Driving home for Christmas... I can’t wait to be warm

Bridget Jones knew how to keep warm

(Picture: Paramount Pictures)

What are you most looking forward to about Christmas? Speak to a young Londoner in their twenties like me and the answer may surprise you. My friends and I mostly live centrally (many in Islington); most of us have jobs that range from acceptably to well-paid. Some of us have even bought houses further out east. We’re young and hungry and in the big city, so why is our festive talk this year so grim?

Simple: it’s the cost-of-living crisis. “Have you turned on the heating yet?” was the common refrain before this week. Now the cold snap has hit, it’s more: “How little can you get away with having the heating on?” Chatter about holidays has been put to bed with a hot water bottle — who’s travelling, due to baggage and train strikes?

Instead, we swap tales about the mould colonies growing in poorly ventilated flats, the price of food and transport (don’t get me started on how much a Tube fare is) and how much of our salary goes on rent each month. The benefits of wearing slippers in cold houses is another hot topic. We’ve all turned into grumpy pensioners counting every penny that passes out of our bank accounts; Christmas meals out are a distant dream.

# [Exercise brief]
Write the next part of the column on young Londoners facing the cost-of-living crisis at Christmas, picking up after its last sentence.

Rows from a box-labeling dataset
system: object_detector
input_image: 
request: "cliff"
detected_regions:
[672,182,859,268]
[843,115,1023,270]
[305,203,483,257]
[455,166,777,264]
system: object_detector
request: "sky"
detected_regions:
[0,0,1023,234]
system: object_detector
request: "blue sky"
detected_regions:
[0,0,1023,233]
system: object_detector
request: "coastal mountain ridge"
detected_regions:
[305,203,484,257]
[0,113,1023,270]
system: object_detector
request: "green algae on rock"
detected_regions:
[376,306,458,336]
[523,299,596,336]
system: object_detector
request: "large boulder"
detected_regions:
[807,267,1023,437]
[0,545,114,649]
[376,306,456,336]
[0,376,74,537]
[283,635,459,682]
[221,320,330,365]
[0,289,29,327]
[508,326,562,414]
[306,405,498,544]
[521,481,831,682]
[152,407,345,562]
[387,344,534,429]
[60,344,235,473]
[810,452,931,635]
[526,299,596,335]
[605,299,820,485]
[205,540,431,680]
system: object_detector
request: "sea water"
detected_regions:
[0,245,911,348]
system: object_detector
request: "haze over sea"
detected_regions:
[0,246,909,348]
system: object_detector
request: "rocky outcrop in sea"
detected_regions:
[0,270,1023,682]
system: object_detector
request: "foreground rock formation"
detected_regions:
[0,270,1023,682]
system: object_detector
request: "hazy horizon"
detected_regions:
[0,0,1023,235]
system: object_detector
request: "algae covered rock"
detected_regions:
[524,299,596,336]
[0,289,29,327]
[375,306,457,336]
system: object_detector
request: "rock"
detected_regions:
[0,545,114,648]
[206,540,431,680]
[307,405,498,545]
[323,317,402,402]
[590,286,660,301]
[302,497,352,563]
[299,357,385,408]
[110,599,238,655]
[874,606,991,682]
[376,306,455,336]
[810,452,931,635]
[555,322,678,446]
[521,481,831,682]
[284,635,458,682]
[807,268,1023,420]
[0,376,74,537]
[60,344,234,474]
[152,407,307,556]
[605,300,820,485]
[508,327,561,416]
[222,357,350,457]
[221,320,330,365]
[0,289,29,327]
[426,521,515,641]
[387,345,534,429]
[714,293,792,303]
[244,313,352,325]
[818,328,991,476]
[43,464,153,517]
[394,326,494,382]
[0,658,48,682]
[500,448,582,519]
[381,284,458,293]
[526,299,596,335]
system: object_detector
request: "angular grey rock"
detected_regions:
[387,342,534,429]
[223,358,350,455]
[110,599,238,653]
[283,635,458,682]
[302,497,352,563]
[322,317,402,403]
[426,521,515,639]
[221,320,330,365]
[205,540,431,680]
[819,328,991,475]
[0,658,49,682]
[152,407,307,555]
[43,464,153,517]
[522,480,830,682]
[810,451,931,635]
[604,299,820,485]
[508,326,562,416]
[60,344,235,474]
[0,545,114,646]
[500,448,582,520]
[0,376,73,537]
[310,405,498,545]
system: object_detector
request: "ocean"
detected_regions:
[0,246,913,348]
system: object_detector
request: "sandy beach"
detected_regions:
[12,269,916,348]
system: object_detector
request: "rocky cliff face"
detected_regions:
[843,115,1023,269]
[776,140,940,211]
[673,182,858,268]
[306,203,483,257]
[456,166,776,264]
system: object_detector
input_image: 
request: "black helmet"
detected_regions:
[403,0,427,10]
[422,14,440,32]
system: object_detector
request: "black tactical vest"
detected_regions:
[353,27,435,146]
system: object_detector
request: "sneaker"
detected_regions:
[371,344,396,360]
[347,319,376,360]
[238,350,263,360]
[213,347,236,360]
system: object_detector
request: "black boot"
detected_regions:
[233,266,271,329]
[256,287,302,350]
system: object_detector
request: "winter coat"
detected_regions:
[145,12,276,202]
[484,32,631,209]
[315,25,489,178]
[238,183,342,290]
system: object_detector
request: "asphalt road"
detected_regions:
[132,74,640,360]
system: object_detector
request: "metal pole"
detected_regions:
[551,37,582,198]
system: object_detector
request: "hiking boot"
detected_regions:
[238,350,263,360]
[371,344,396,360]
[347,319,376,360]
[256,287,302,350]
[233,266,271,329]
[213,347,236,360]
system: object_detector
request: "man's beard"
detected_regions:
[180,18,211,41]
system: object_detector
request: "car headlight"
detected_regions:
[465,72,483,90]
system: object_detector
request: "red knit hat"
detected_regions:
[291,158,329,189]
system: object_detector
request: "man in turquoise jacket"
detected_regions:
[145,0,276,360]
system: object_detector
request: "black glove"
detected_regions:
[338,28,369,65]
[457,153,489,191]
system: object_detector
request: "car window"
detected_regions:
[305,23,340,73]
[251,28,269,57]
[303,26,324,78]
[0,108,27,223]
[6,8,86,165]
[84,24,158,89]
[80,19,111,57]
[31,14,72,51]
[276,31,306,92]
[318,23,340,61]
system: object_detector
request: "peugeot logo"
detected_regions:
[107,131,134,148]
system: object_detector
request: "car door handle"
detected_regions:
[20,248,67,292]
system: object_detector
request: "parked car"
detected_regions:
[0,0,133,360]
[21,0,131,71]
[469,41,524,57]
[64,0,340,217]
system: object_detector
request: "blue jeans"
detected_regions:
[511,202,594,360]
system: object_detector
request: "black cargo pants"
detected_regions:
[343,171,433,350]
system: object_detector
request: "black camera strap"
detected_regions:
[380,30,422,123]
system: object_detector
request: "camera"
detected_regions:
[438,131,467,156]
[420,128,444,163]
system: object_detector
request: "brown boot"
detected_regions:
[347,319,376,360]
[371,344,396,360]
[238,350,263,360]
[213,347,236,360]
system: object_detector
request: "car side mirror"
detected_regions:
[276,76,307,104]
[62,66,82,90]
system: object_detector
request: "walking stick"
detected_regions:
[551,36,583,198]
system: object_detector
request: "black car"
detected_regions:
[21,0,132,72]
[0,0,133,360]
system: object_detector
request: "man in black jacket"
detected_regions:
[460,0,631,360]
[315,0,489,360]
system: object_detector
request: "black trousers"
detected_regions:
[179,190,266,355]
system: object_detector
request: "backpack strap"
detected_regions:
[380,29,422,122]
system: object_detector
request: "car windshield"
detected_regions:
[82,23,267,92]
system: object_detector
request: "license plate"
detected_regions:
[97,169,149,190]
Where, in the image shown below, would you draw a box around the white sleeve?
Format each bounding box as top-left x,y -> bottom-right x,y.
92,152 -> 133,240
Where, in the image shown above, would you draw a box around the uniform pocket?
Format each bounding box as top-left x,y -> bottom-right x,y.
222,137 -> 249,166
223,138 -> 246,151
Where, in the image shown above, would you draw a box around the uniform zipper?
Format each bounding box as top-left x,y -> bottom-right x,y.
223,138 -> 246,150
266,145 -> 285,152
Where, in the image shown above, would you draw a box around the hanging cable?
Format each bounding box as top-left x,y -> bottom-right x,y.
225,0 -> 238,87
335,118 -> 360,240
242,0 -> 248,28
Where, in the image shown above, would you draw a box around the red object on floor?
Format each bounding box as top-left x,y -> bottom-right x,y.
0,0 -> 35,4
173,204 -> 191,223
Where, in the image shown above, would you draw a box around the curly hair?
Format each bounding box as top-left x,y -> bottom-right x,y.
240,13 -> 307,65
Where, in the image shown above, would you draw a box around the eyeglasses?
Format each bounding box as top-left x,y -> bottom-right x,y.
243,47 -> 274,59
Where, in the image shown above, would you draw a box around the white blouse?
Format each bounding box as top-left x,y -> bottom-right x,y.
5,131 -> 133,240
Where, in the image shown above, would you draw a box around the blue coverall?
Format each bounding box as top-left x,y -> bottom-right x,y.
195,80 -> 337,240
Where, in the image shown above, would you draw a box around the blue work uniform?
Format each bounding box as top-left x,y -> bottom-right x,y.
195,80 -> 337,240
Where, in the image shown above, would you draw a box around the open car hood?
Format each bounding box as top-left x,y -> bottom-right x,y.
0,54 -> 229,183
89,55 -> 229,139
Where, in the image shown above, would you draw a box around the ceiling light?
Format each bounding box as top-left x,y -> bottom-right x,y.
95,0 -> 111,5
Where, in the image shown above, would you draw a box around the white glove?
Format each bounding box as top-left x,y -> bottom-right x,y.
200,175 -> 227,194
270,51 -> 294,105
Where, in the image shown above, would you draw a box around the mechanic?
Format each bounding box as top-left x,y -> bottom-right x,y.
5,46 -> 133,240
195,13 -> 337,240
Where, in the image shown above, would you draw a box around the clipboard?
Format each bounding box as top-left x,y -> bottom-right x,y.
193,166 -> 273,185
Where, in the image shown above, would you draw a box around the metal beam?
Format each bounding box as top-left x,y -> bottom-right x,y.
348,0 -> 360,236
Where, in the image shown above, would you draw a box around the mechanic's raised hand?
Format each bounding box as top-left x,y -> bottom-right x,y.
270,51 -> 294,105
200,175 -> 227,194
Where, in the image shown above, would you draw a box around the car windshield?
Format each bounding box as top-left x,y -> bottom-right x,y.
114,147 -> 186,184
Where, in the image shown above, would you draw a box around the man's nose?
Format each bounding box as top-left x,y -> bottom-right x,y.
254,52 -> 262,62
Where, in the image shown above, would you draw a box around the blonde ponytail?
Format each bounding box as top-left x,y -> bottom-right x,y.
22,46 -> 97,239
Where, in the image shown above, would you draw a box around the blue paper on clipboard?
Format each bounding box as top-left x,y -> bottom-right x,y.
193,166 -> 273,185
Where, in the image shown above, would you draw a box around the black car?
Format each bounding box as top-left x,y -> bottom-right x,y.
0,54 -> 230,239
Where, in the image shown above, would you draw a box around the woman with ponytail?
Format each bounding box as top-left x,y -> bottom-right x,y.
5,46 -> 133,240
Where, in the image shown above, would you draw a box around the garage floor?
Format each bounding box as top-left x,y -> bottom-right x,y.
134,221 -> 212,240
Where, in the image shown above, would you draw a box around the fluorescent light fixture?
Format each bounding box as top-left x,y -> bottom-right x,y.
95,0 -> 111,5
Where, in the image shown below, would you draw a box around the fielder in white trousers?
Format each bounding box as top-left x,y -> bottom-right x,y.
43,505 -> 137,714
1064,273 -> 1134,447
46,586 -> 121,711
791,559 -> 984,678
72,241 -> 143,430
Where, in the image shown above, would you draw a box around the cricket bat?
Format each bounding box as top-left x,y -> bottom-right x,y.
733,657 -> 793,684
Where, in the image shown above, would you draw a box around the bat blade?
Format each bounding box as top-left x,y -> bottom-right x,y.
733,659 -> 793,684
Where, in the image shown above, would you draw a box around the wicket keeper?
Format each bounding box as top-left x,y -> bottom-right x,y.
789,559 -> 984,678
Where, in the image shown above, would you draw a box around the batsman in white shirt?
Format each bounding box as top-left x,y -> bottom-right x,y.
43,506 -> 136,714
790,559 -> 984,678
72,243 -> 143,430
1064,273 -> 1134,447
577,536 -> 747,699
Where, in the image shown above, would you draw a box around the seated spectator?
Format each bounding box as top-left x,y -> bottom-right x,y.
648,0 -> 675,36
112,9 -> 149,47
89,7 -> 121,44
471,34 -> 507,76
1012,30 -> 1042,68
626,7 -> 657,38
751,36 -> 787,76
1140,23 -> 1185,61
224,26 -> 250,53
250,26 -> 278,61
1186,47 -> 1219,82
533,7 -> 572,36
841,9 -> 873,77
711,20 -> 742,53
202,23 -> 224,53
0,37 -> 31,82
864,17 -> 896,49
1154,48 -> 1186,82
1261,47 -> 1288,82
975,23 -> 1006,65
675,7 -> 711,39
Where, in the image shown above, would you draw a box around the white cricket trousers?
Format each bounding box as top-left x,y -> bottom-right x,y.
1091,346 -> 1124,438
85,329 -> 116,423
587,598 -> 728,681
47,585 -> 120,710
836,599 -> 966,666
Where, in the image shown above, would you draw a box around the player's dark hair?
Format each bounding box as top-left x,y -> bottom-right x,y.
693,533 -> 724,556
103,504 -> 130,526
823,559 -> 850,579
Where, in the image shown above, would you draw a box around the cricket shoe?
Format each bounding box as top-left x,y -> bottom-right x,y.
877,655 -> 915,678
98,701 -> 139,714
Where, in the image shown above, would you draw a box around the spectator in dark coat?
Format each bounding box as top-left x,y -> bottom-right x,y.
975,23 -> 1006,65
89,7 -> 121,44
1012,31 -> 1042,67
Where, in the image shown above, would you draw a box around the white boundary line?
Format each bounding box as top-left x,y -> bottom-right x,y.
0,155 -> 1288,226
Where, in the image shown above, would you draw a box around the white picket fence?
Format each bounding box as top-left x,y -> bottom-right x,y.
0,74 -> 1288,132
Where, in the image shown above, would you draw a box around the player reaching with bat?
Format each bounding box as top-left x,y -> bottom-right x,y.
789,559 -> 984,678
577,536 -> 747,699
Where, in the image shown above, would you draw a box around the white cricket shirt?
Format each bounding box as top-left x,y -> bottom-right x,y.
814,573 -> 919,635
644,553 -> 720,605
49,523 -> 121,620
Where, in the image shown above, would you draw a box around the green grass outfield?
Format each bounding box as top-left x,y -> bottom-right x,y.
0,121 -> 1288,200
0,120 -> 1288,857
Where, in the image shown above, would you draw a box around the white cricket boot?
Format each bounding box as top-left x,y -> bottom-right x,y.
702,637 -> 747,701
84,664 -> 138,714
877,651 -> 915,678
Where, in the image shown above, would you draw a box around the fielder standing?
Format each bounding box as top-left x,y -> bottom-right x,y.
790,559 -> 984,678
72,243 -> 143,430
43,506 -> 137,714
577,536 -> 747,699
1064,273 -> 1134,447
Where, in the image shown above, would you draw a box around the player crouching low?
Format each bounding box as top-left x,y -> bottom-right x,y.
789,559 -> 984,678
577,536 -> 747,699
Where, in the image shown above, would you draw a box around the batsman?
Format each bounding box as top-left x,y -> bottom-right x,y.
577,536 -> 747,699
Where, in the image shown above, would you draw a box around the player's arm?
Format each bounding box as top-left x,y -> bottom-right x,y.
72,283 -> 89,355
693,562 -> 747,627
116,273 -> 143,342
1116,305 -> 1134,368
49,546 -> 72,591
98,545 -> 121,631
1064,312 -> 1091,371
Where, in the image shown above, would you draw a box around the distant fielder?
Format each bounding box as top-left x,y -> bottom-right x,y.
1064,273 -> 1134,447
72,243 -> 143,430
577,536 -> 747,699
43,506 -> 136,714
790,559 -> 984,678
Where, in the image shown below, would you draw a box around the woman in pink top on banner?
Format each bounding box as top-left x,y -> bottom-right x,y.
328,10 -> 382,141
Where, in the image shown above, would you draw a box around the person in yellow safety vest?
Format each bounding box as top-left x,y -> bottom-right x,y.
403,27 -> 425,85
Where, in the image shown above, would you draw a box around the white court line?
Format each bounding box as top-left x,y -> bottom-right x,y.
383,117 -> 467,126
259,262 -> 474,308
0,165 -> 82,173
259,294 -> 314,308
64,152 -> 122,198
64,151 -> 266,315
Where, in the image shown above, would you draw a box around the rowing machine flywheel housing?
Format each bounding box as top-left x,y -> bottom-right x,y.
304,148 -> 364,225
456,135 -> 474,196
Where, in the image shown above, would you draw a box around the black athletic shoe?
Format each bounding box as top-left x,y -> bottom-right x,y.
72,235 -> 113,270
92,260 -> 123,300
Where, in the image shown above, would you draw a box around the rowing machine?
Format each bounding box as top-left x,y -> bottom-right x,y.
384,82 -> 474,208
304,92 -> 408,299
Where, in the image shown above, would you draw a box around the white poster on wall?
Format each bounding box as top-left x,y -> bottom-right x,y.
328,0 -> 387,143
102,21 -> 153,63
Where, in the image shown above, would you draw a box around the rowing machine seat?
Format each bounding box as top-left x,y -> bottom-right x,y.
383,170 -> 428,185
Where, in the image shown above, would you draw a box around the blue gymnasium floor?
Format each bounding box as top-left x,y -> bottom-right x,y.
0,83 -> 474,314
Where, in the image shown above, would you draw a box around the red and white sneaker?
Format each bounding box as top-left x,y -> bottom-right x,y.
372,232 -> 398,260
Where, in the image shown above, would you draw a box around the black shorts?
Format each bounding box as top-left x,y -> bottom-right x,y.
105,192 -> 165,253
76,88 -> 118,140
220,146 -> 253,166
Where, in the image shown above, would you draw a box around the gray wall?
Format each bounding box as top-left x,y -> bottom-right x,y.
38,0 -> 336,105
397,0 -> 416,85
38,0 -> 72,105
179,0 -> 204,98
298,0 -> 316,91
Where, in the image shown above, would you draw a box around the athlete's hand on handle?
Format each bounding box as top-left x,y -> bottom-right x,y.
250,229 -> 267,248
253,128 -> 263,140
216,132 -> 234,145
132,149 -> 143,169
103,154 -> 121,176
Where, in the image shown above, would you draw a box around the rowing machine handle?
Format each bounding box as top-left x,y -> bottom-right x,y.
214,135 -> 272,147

# [Output below]
With that in mind, the Christmas break has never seemed so alluring. Every day this week I’ve woken up able to see the breath in front of my face in my rented flat. Trips into the office have become must-haves thanks to the building’s excellent central heating.

But heading home — ah, at home there are good-quality duvets and parents who are willing to splash out on the cost of radiators, and log burners that it’s possible to curl up in front of for hours. At home, Christmas is King and I’m lucky enough that the cost of food magically ceases to matter for a week or so. And even better, there’ll be no taking the Tube for a whole week: a miracle in itself.

So roll on the break. As I head home this year (with my fingers and toes crossed for no train strike-related disasters) the festive period feels like more of a lifeline than ever before: a chance to save money, eat well and sleep in a room that is, for once, heated.

And who knows? Maybe my numb toes will finally have the chance to thaw before I head back to London after the New Year.